# DATASET RECORDS start
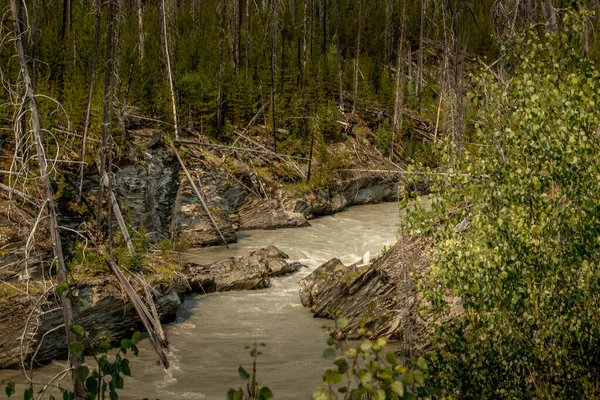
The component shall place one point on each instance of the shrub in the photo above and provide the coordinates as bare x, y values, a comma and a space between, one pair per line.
526, 272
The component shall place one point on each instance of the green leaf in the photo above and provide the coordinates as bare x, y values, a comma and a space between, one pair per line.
332, 377
82, 372
243, 374
68, 395
330, 353
9, 389
341, 323
391, 357
235, 394
398, 388
136, 336
408, 378
265, 393
78, 330
91, 385
76, 347
419, 378
125, 369
62, 288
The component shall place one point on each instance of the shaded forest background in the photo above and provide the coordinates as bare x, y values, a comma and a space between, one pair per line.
218, 62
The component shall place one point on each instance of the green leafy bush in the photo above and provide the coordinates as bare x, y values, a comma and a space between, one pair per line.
516, 296
362, 372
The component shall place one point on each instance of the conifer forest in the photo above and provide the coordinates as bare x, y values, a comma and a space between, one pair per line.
155, 151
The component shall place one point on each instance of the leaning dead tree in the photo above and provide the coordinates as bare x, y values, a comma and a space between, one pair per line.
35, 128
165, 41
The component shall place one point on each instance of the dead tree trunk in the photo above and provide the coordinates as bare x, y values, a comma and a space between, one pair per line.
339, 56
48, 192
398, 104
389, 10
419, 77
221, 16
247, 37
324, 26
357, 60
165, 36
140, 18
275, 13
312, 25
550, 16
88, 112
108, 73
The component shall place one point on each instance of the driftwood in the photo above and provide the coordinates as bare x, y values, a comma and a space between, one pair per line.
53, 225
142, 311
16, 192
175, 219
120, 220
200, 197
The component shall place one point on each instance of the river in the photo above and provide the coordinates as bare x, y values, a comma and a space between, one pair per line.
208, 338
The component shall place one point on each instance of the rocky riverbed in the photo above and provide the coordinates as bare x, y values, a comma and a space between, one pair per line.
380, 296
154, 194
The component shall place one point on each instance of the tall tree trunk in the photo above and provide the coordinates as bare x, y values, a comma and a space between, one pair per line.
389, 11
34, 46
419, 77
399, 101
140, 18
312, 24
221, 16
550, 16
108, 74
339, 55
303, 62
165, 36
49, 194
88, 112
324, 26
238, 33
357, 59
247, 37
275, 13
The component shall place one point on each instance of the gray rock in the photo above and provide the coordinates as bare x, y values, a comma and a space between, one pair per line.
381, 296
109, 311
268, 214
241, 273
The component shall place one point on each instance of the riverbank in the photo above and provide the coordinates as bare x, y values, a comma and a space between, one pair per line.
208, 337
240, 194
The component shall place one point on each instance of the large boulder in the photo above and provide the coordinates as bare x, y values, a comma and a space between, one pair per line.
381, 296
268, 214
241, 273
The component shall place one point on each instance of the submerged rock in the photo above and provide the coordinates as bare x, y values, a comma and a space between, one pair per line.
381, 296
268, 214
241, 273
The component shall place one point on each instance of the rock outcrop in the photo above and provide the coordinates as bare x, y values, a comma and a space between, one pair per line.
268, 214
31, 324
242, 273
381, 296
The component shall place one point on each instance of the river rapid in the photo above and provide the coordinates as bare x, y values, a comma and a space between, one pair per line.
207, 339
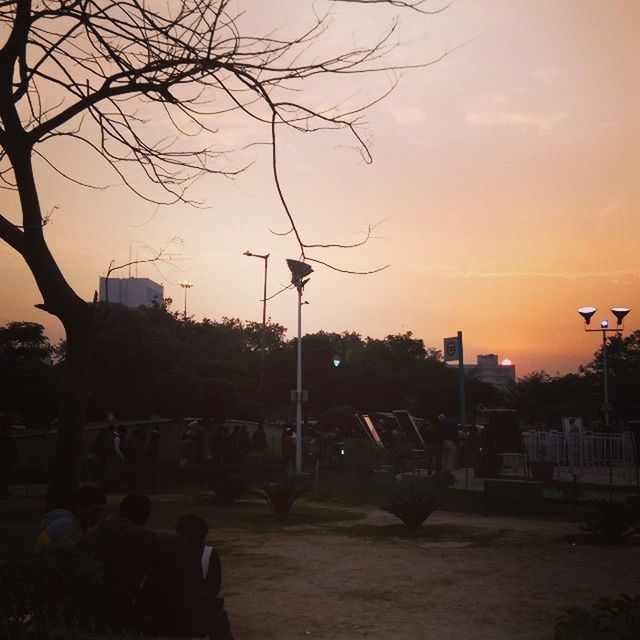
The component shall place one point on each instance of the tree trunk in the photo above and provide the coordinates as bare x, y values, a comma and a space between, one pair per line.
67, 462
61, 301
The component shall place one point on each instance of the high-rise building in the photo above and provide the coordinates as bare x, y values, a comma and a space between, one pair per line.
488, 370
131, 292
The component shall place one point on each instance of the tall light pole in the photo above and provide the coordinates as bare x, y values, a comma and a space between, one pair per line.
299, 272
185, 284
263, 340
620, 313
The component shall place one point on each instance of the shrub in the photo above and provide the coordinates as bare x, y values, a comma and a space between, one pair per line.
281, 495
229, 483
412, 504
613, 521
52, 587
606, 620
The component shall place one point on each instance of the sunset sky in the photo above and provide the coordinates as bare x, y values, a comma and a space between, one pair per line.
505, 181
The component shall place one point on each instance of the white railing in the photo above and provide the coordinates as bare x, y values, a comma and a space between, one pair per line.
581, 450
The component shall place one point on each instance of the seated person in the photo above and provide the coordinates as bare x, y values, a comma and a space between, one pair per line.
179, 597
63, 527
127, 551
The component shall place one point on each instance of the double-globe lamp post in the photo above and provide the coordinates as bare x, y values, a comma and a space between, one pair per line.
620, 313
299, 272
263, 339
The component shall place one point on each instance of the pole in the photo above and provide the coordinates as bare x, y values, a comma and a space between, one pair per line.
299, 389
606, 412
264, 332
463, 406
606, 379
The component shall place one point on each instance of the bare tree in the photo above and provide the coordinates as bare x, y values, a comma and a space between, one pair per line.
101, 72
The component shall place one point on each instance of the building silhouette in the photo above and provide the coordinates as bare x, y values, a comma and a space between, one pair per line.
131, 292
488, 370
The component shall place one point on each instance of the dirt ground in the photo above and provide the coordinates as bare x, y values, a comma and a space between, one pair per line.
345, 573
464, 577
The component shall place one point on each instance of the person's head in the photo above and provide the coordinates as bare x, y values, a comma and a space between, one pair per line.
135, 507
193, 528
88, 504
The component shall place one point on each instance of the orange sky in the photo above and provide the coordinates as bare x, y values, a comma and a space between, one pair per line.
506, 176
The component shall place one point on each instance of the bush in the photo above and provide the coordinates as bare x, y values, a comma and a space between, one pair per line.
281, 495
412, 504
613, 521
54, 587
606, 620
229, 483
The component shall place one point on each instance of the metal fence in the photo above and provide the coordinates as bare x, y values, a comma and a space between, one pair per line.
582, 450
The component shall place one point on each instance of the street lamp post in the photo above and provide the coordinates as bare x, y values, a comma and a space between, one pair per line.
185, 284
263, 339
299, 272
620, 313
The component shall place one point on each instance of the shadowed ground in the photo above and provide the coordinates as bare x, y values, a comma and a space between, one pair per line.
340, 573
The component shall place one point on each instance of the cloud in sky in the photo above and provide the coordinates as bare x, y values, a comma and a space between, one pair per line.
543, 121
582, 275
409, 115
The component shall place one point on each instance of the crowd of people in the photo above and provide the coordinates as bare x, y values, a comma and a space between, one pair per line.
152, 582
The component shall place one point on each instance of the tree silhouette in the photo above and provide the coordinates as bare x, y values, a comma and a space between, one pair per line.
101, 73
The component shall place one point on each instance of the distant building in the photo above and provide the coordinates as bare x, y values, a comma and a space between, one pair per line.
488, 370
132, 292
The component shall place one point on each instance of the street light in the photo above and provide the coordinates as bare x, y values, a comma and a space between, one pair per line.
299, 272
620, 313
264, 257
185, 284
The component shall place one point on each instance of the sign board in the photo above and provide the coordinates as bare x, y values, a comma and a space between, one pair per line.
451, 349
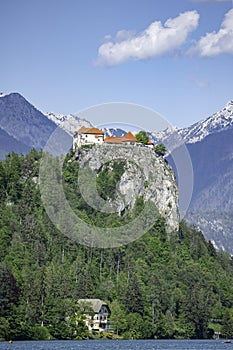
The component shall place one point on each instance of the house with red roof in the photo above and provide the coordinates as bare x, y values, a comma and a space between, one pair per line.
87, 136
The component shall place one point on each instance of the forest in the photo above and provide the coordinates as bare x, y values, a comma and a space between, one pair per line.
160, 286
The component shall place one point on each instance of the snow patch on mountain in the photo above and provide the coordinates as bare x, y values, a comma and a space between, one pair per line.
70, 123
220, 121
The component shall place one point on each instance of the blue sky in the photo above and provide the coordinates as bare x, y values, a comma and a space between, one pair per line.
171, 56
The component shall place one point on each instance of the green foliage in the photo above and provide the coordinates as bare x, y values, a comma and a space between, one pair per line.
159, 286
142, 137
108, 178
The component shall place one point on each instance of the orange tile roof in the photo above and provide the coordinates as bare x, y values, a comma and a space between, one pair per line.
84, 130
113, 139
81, 130
129, 137
95, 131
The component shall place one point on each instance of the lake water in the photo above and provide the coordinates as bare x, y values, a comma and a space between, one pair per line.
118, 345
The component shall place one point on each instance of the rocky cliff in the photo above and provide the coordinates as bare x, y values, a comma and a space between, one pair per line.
145, 175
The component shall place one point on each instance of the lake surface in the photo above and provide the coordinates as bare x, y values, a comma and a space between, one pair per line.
118, 345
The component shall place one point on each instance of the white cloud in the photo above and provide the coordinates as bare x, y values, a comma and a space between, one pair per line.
216, 43
153, 41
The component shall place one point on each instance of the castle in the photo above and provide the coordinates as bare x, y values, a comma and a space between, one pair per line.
90, 136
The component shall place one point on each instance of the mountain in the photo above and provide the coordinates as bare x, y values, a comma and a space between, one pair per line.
9, 144
23, 127
23, 122
209, 143
70, 123
157, 287
220, 121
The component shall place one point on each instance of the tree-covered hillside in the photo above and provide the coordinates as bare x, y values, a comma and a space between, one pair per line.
161, 286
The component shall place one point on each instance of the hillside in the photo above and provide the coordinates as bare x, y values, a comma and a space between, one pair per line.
161, 285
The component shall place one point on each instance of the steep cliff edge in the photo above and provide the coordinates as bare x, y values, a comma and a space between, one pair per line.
143, 174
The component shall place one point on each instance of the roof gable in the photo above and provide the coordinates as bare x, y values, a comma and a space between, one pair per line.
96, 304
129, 137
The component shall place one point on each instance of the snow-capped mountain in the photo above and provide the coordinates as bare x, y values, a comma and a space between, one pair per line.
70, 123
209, 143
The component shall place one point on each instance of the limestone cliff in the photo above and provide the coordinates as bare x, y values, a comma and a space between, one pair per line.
145, 174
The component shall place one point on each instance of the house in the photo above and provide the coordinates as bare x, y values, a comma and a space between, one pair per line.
97, 314
150, 144
88, 136
128, 139
113, 140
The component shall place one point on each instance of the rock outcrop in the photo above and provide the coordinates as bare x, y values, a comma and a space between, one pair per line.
145, 174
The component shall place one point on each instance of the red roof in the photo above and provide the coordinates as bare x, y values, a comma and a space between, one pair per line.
113, 139
129, 137
95, 131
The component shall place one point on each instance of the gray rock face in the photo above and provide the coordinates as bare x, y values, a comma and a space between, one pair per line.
145, 175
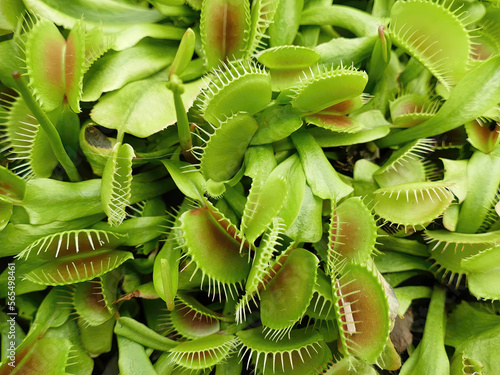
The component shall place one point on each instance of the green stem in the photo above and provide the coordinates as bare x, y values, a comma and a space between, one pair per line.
48, 127
184, 131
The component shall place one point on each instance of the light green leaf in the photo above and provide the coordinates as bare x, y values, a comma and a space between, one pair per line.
115, 69
142, 108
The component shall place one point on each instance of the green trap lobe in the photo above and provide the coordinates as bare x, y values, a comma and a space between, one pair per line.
74, 65
45, 49
90, 305
353, 231
328, 88
76, 268
369, 311
230, 138
191, 323
213, 249
286, 298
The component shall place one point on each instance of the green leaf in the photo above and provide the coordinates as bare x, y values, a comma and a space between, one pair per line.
141, 108
475, 94
116, 183
115, 69
111, 15
133, 358
430, 356
321, 177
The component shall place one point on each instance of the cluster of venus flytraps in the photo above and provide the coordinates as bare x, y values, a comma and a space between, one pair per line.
250, 187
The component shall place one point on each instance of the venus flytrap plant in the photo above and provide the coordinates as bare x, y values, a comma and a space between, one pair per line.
271, 264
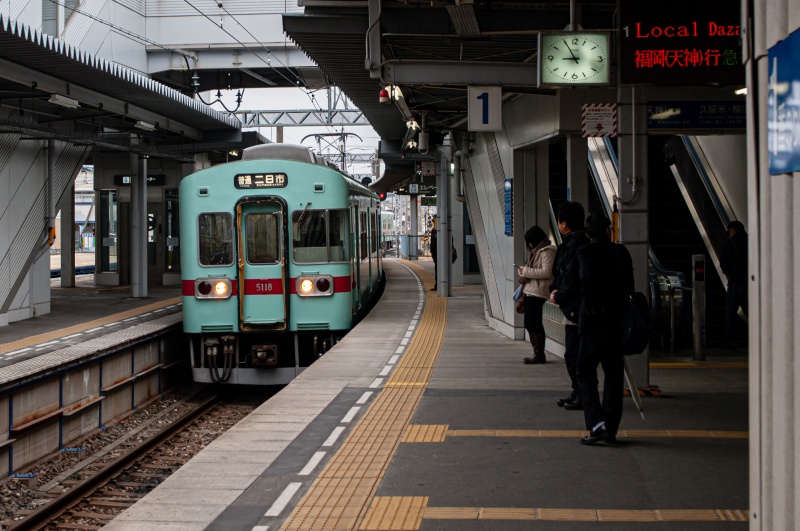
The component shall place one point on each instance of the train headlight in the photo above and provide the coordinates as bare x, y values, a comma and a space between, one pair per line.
306, 286
213, 288
315, 286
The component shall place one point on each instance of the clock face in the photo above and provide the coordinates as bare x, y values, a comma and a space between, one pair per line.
573, 59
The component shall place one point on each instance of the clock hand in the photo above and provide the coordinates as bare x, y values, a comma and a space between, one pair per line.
573, 58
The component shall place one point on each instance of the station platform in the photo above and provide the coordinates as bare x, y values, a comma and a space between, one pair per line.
424, 418
80, 313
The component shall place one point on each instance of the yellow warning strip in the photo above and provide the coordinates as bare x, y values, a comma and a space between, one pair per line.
422, 433
342, 494
583, 515
405, 513
699, 365
55, 334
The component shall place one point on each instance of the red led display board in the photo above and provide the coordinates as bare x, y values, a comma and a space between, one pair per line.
680, 42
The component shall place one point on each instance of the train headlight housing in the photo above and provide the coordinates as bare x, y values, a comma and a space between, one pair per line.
315, 285
213, 288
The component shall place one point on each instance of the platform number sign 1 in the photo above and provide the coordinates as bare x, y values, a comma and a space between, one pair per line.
484, 110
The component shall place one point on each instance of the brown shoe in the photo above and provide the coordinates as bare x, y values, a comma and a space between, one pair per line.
533, 360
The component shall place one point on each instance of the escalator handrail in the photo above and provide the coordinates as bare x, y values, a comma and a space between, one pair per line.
706, 179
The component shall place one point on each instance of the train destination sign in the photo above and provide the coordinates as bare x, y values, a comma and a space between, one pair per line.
691, 42
260, 180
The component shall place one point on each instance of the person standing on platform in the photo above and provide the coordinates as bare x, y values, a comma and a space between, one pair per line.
733, 261
434, 250
565, 290
606, 282
536, 277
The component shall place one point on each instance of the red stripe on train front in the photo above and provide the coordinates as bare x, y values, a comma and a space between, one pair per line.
263, 286
340, 285
187, 288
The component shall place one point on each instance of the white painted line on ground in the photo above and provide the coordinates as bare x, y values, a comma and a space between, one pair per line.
351, 414
364, 398
283, 500
312, 464
333, 436
40, 345
10, 355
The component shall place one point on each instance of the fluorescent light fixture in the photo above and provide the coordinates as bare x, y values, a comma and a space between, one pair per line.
64, 101
144, 126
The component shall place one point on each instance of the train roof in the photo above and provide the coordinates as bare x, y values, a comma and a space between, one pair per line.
294, 152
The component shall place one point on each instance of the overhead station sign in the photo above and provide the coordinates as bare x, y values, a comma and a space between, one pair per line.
783, 106
691, 42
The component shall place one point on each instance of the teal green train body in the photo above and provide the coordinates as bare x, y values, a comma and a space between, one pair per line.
280, 257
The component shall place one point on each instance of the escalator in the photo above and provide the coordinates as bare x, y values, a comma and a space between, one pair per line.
669, 305
687, 215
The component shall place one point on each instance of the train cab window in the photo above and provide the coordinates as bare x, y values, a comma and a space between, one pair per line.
320, 236
263, 238
309, 236
215, 239
337, 235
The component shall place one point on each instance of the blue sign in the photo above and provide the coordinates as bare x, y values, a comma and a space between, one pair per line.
508, 201
694, 115
783, 106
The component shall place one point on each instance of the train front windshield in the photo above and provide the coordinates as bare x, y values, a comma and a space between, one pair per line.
318, 236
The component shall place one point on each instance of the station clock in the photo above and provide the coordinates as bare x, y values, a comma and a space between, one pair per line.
573, 59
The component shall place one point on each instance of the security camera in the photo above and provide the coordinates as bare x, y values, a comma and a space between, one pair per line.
422, 142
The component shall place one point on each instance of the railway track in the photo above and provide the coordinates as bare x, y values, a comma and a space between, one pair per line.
85, 487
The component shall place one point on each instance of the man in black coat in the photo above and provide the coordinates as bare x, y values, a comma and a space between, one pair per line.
606, 281
733, 261
565, 289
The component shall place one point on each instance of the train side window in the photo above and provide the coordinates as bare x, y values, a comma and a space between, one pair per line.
# DATASET RECORDS end
§ WHAT IS REQUIRED: Extract every line from the one with "of the security" down to the final line above, both included, exactly as written.

§ OUTPUT FOR THIS EXERCISE:
The component shall place one point on each instance of the security camera in the photo above and provide the coordinates as bare x, y values, a comma and a space between, one pair per line.
422, 142
The component shall place one point on each instance of the railway track in the photo above and provide the coordinates as bare x, y values, a comma and a space between, one pair per line.
85, 487
The component shall place one point on each instance of the man in black coat in the photo above and provide the coordinates as bare x, y values, a comma and a space between, one pair per line.
606, 281
733, 261
565, 289
The component shall place one point on each instance of the train side window in the photo above and provide the coordinates as bare x, y values, a comma and a space between, one pair per line.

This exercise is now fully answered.